_Segmentation annotation records_:
--

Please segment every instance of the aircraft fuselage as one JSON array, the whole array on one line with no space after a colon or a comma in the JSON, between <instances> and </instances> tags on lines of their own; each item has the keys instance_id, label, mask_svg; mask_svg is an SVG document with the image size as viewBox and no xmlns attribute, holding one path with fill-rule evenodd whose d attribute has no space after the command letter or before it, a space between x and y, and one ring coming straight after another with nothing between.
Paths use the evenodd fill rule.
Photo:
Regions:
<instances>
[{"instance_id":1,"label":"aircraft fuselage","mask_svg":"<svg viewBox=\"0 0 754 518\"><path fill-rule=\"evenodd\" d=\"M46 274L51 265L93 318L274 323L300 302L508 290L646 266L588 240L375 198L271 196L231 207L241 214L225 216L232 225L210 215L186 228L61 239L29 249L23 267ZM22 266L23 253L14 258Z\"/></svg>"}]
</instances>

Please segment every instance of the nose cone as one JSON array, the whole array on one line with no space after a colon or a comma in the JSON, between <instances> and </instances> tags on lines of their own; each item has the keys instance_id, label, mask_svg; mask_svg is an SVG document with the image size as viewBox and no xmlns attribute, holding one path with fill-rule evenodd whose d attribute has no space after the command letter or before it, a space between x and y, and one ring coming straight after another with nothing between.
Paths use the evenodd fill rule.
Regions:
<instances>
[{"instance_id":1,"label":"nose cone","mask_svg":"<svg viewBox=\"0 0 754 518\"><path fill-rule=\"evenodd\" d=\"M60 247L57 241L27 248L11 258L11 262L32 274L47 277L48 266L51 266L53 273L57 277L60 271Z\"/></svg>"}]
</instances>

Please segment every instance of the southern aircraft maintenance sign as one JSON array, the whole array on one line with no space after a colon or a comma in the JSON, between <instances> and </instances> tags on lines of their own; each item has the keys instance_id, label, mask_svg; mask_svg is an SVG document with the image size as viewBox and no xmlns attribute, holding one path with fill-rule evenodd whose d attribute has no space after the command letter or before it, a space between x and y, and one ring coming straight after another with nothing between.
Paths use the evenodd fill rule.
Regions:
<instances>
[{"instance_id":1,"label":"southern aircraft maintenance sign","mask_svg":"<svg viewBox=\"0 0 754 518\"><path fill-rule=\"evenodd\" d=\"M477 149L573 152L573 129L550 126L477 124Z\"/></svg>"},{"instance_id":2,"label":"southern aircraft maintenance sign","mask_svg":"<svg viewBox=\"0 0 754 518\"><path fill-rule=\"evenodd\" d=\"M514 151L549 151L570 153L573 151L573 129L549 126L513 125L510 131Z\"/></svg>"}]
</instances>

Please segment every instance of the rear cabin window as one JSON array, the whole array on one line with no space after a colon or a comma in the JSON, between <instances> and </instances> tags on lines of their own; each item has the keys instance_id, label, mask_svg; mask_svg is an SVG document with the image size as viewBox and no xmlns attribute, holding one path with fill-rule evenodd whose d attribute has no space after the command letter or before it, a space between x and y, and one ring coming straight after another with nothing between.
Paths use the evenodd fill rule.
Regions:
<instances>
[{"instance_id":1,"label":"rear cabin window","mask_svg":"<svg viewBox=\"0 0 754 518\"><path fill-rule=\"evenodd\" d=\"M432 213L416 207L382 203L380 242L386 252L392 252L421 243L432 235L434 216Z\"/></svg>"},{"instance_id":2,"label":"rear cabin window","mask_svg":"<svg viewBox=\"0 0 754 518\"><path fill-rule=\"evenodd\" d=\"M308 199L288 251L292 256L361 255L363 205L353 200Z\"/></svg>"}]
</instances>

--

_What to do_: Count the lines above that contain the word "fuselage". Reply with the number alone.

_Written answer_: 2